AIM OF THE EXERCISE: Of the records that follow, copy only the lines from the line containing "box: [199, 159, 212, 185]" to the line containing "negative clicks: (222, 116) (235, 116)", both included, exactly as written.

⟨

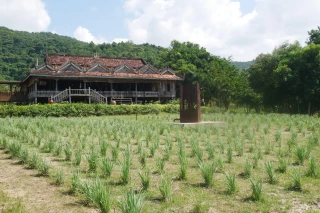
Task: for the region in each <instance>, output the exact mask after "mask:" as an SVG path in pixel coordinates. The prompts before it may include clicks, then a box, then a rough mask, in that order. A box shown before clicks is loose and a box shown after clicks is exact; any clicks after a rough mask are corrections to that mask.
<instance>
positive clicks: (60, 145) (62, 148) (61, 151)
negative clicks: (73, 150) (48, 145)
mask: <svg viewBox="0 0 320 213" xmlns="http://www.w3.org/2000/svg"><path fill="white" fill-rule="evenodd" d="M62 149H63V144H62V143H58V144H57V145H56V149H55V154H56V155H57V156H61V153H62Z"/></svg>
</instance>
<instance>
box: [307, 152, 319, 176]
mask: <svg viewBox="0 0 320 213" xmlns="http://www.w3.org/2000/svg"><path fill="white" fill-rule="evenodd" d="M307 176H309V177H314V178H317V177H318V176H319V169H318V166H317V163H316V161H315V158H314V156H311V157H310V160H309V166H308V171H307Z"/></svg>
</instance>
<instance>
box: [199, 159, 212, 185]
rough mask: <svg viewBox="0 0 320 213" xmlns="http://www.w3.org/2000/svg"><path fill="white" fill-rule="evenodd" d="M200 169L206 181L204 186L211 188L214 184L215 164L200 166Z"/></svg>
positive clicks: (204, 179)
mask: <svg viewBox="0 0 320 213" xmlns="http://www.w3.org/2000/svg"><path fill="white" fill-rule="evenodd" d="M199 169H200V171H201V175H202V177H203V179H204V186H205V187H210V186H212V184H213V174H214V170H215V165H214V163H209V164H199Z"/></svg>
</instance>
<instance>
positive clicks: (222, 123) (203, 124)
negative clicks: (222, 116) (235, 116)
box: [170, 121, 228, 126]
mask: <svg viewBox="0 0 320 213" xmlns="http://www.w3.org/2000/svg"><path fill="white" fill-rule="evenodd" d="M170 124H175V125H181V126H197V125H226V124H228V123H227V122H223V121H201V122H197V123H178V122H177V123H170Z"/></svg>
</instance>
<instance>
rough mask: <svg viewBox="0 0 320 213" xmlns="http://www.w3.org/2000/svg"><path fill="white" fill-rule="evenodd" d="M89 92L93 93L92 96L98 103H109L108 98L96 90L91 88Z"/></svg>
mask: <svg viewBox="0 0 320 213" xmlns="http://www.w3.org/2000/svg"><path fill="white" fill-rule="evenodd" d="M89 94H90V95H91V98H92V99H93V100H94V101H97V102H98V103H101V104H103V103H108V99H107V98H106V97H104V96H103V95H101V94H100V93H98V92H97V91H95V90H89Z"/></svg>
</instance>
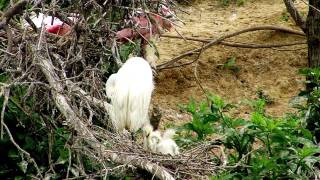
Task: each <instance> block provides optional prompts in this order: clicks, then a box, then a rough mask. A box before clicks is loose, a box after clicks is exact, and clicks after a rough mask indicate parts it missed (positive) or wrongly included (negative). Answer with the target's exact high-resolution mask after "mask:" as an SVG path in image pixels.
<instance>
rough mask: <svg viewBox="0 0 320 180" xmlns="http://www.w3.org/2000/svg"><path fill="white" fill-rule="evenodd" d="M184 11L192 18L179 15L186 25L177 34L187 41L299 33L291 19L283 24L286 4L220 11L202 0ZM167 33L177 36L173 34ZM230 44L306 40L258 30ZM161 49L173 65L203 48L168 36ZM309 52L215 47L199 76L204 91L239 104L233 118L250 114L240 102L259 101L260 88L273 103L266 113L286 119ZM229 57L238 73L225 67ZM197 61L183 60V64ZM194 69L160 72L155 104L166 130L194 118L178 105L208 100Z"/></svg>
mask: <svg viewBox="0 0 320 180" xmlns="http://www.w3.org/2000/svg"><path fill="white" fill-rule="evenodd" d="M296 5H297V7H298V8H299V9H300V10H302V11H303V12H306V11H307V8H306V6H305V5H304V4H303V3H299V2H297V4H296ZM181 8H183V9H185V10H186V11H187V12H188V13H189V15H188V14H185V13H178V16H179V18H181V20H182V21H183V22H184V23H185V24H184V25H182V26H181V27H178V28H177V30H178V31H179V32H180V33H181V34H182V35H183V36H186V37H197V38H216V37H219V36H222V35H224V34H226V33H230V32H235V31H238V30H241V29H244V28H248V27H251V26H259V25H276V26H282V27H288V28H292V29H295V30H299V28H298V27H296V26H295V24H294V23H293V21H292V20H291V19H289V20H288V21H285V20H283V19H284V18H283V14H285V13H286V9H285V6H284V4H283V1H282V0H255V1H246V2H245V4H244V5H242V6H236V5H230V6H228V7H222V6H221V5H220V4H219V3H218V1H213V0H198V1H195V2H193V3H192V4H191V6H182V7H181ZM305 14H306V13H305ZM167 34H170V35H177V33H176V32H175V31H173V32H169V33H167ZM228 41H232V42H242V43H243V42H245V43H256V44H281V43H290V42H298V41H299V42H302V41H305V38H303V37H301V36H296V35H292V34H285V33H281V32H274V31H258V32H253V33H252V32H251V33H246V34H242V35H240V36H237V37H234V38H231V39H229V40H228ZM157 45H158V50H159V53H160V60H159V61H158V64H161V63H163V62H166V61H169V60H170V59H172V58H173V57H175V56H177V55H179V54H181V53H183V52H185V51H188V50H192V49H195V48H198V47H201V43H196V42H191V41H184V40H179V39H170V38H165V37H162V38H161V39H160V41H159V43H158V44H157ZM306 48H307V46H306V45H299V46H291V47H281V48H266V49H244V48H235V47H227V46H222V45H218V46H213V47H211V48H209V49H207V50H206V51H205V52H203V53H202V54H201V57H200V60H199V65H198V76H199V79H200V81H201V84H202V86H203V87H204V88H205V89H206V90H208V91H210V92H212V93H214V94H217V95H219V96H221V97H223V99H224V100H225V101H227V102H229V103H234V104H237V105H238V106H239V107H238V108H237V111H236V112H235V113H234V116H239V117H243V116H245V114H247V112H248V111H250V110H249V109H248V107H247V106H244V105H242V104H243V103H241V102H243V101H244V100H246V99H253V98H256V97H257V95H256V93H257V91H258V90H262V91H263V92H264V94H266V95H268V96H269V97H270V98H271V99H273V100H274V103H273V104H271V105H268V106H267V112H268V113H269V114H271V115H273V116H282V115H284V114H285V113H287V112H290V111H294V109H292V108H290V107H289V106H288V102H289V101H290V99H292V98H293V97H294V96H296V95H297V94H298V93H299V91H300V90H301V89H303V82H302V81H303V77H302V76H300V75H299V74H298V73H297V72H298V69H300V68H303V67H305V66H306V65H307V49H306ZM231 57H234V58H235V66H236V67H238V68H239V71H238V72H234V71H232V70H230V69H225V68H221V65H222V64H224V63H226V62H227V60H228V58H231ZM194 58H195V57H193V58H192V57H191V58H190V57H189V58H184V59H182V60H181V61H180V62H182V63H183V62H187V61H190V60H193V59H194ZM194 66H195V64H192V65H189V66H184V67H179V68H175V69H168V70H162V71H160V72H159V73H158V74H157V76H156V90H155V93H154V96H153V103H154V104H158V105H159V107H160V109H161V110H162V111H163V117H162V120H161V125H162V127H164V126H166V125H168V124H171V125H172V124H173V125H178V124H181V123H183V122H186V121H189V120H190V117H189V116H187V115H186V114H184V113H182V112H180V111H179V107H178V106H177V105H178V104H185V103H187V102H188V100H189V98H190V97H194V98H195V99H196V100H202V99H204V95H203V93H202V91H201V89H200V88H199V86H198V85H197V83H196V81H195V76H194Z"/></svg>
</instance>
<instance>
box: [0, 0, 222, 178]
mask: <svg viewBox="0 0 320 180" xmlns="http://www.w3.org/2000/svg"><path fill="white" fill-rule="evenodd" d="M150 2H151V1H150ZM79 3H80V2H79ZM88 3H89V4H90V3H92V2H91V1H90V2H88ZM108 3H109V2H108ZM110 3H111V2H110ZM113 3H114V2H113ZM30 4H31V5H34V6H33V8H36V7H37V8H38V5H39V6H43V3H41V4H32V3H30ZM82 5H83V4H78V5H77V6H76V7H77V8H78V7H82ZM85 5H87V4H85ZM99 5H100V6H101V7H99V8H102V9H99V10H96V9H94V8H92V9H91V7H89V8H88V11H90V12H91V11H92V13H91V14H90V15H87V14H81V13H80V15H79V18H80V19H81V21H79V22H77V23H78V24H77V23H74V24H73V25H71V26H72V29H75V31H74V30H72V31H71V32H70V33H69V34H68V35H66V36H64V37H60V36H57V35H53V34H48V33H46V32H45V31H44V28H42V29H41V31H39V30H38V31H37V32H36V31H34V30H31V31H30V30H29V29H21V28H18V26H12V25H11V24H9V25H7V26H6V27H7V28H8V29H7V30H8V31H7V32H9V33H7V32H6V31H5V30H4V29H0V38H1V39H3V41H1V43H0V49H2V50H0V57H1V61H2V64H1V66H0V67H1V68H0V72H1V73H6V74H7V75H9V78H10V80H9V81H8V82H6V83H9V82H10V83H9V84H4V83H0V85H1V88H2V87H6V88H11V87H12V88H14V87H15V86H24V87H27V89H28V90H27V93H26V95H25V97H23V99H25V98H26V97H27V96H28V97H34V98H35V99H36V101H35V102H34V104H33V105H32V107H24V106H19V109H20V110H21V111H22V112H23V113H24V114H26V115H27V116H30V115H31V114H32V112H36V113H38V114H40V115H41V117H42V119H44V120H43V121H44V123H43V124H45V126H46V127H45V129H48V132H47V136H48V139H49V140H48V141H49V143H48V146H49V152H48V156H47V159H48V167H45V169H46V171H47V172H52V173H59V172H58V171H57V170H56V169H55V168H56V167H55V166H56V165H55V163H53V162H54V159H52V158H53V157H52V156H53V152H52V151H53V149H52V148H53V146H54V143H55V142H54V140H53V139H54V137H53V136H55V134H54V132H55V130H56V129H57V128H59V127H61V126H62V124H63V123H64V125H66V126H65V128H66V129H68V130H70V131H71V132H75V133H73V135H74V136H75V137H74V138H72V139H71V140H70V141H72V142H70V144H72V145H70V144H69V143H67V144H66V148H67V149H70V150H71V151H70V152H69V153H71V154H72V157H74V156H76V158H77V160H75V159H72V160H70V159H67V164H66V165H67V168H66V170H65V172H68V173H66V174H62V176H63V178H65V177H68V178H69V179H70V178H76V177H75V176H73V175H72V173H70V172H71V168H76V169H77V170H78V171H79V172H80V176H81V177H83V178H89V177H90V175H91V174H90V173H92V172H87V169H85V167H84V165H83V162H82V161H81V158H80V156H85V157H90V158H91V160H92V161H93V162H95V163H97V164H99V165H102V168H100V166H98V167H99V168H100V169H99V170H98V171H97V172H95V173H96V175H99V176H105V174H108V172H109V171H110V173H113V174H115V173H119V174H120V173H126V172H127V170H128V169H133V170H135V169H143V170H146V171H147V172H149V173H150V174H153V175H154V177H157V178H159V179H175V178H180V179H186V178H189V179H190V178H192V177H198V178H205V177H207V176H210V175H213V174H216V173H217V171H219V170H221V169H222V168H221V167H219V164H216V163H215V162H214V161H213V160H212V158H213V157H215V155H214V154H213V153H212V152H211V151H210V149H212V148H213V147H212V145H211V144H199V147H201V148H194V149H193V151H192V153H189V152H190V151H186V152H182V154H181V155H179V156H176V157H171V156H165V155H160V154H152V153H150V152H148V151H146V150H144V149H143V148H142V145H141V144H142V143H141V142H139V141H138V142H132V141H131V140H130V139H129V138H128V136H126V135H121V134H116V133H112V132H110V131H107V130H105V129H103V128H102V127H99V126H97V125H96V124H95V123H92V121H93V119H97V120H98V121H99V122H101V124H103V125H105V124H107V123H106V119H107V117H106V115H107V114H108V109H110V104H108V103H107V102H106V97H105V92H104V86H105V80H106V77H105V74H104V73H105V72H103V71H102V70H101V69H102V67H103V65H105V64H107V65H110V66H111V65H112V62H114V64H116V61H115V60H114V59H112V55H111V53H112V50H111V46H112V42H114V41H113V40H112V38H111V35H110V34H108V33H110V32H111V31H110V32H109V31H108V29H111V28H110V24H112V23H113V22H112V23H111V22H104V21H107V20H100V21H98V20H97V21H96V22H100V23H97V24H98V25H99V27H98V28H100V29H102V30H104V31H101V32H100V31H97V30H95V28H97V27H95V26H94V27H92V26H91V25H92V24H90V23H88V22H87V21H86V20H87V19H90V18H93V19H94V18H95V15H96V14H99V13H101V17H102V16H103V15H102V14H103V13H102V12H103V11H104V10H108V11H109V10H110V9H103V8H110V7H112V6H111V5H110V4H108V5H106V6H104V5H101V4H99ZM109 5H110V6H109ZM116 5H117V6H119V4H116ZM41 8H42V12H43V13H45V14H50V12H51V13H53V12H54V13H55V14H58V16H59V17H61V18H63V16H64V17H67V14H68V13H66V12H63V11H60V10H59V9H54V10H53V9H52V8H51V7H47V6H44V7H41ZM9 9H10V8H9ZM11 9H12V7H11ZM22 9H23V8H22ZM29 10H30V9H29ZM129 10H130V9H129ZM30 11H32V9H31V10H30ZM100 11H101V12H100ZM16 12H17V14H19V13H20V12H19V11H16ZM76 12H82V11H81V9H80V10H79V9H78V11H76ZM97 12H98V13H97ZM86 13H89V12H86ZM59 14H61V16H60V15H59ZM22 17H23V18H24V17H27V15H26V12H25V14H23V15H22ZM70 24H71V23H70ZM98 25H97V26H98ZM74 26H78V27H81V30H80V31H78V32H77V30H76V28H75V27H74ZM10 32H12V34H13V35H14V36H11V35H10ZM10 38H12V40H10ZM6 48H10V51H8V50H4V49H6ZM105 51H107V53H106V52H105ZM115 53H119V52H115ZM200 54H201V53H200ZM200 54H199V55H200ZM2 57H6V58H2ZM108 73H110V72H108ZM9 101H10V99H9ZM10 102H11V101H10ZM13 103H14V102H13ZM15 105H18V104H15ZM5 110H6V109H5ZM5 110H3V111H5ZM2 114H4V113H2ZM157 116H159V117H157V118H160V116H161V114H160V115H159V114H158V115H157ZM2 119H4V118H2ZM4 121H5V120H4ZM4 127H5V128H6V127H7V126H4ZM103 127H107V125H106V126H103ZM9 128H10V127H8V130H9ZM8 134H9V133H8ZM5 135H6V134H5ZM9 136H10V134H9ZM14 137H15V134H12V137H11V136H10V138H12V144H14V145H15V146H16V147H17V149H19V148H20V146H19V144H17V143H16V142H15V141H14V139H13V138H14ZM22 150H23V149H22ZM22 150H20V149H19V151H21V152H22V154H24V155H26V156H27V155H28V154H29V155H30V154H32V152H26V151H22ZM69 158H71V156H69ZM30 160H31V161H32V159H30ZM75 161H76V162H75ZM33 162H34V163H33V164H34V166H36V162H35V161H33ZM74 162H75V163H74ZM38 164H39V165H40V163H39V162H38ZM41 166H42V164H41ZM198 167H205V168H198ZM69 170H70V172H69ZM119 170H122V171H121V172H119ZM37 173H38V175H37V176H38V177H41V175H43V176H44V175H45V174H46V173H44V172H42V169H40V170H39V172H37ZM119 174H116V175H119ZM120 175H121V174H120ZM72 176H73V177H72Z"/></svg>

⟩

SOLUTION FOR THIS PROBLEM:
box: [199, 159, 212, 185]
rough mask: <svg viewBox="0 0 320 213" xmlns="http://www.w3.org/2000/svg"><path fill="white" fill-rule="evenodd" d="M200 169L206 181L204 186L211 188L214 184L215 164L200 166Z"/></svg>
positive clicks: (204, 179)
mask: <svg viewBox="0 0 320 213" xmlns="http://www.w3.org/2000/svg"><path fill="white" fill-rule="evenodd" d="M199 169H200V171H201V175H202V177H203V179H204V186H205V187H210V186H212V184H213V174H214V170H215V165H214V163H209V164H199Z"/></svg>
</instance>
<instance>
positive clicks: (222, 123) (203, 124)
negative clicks: (222, 116) (235, 116)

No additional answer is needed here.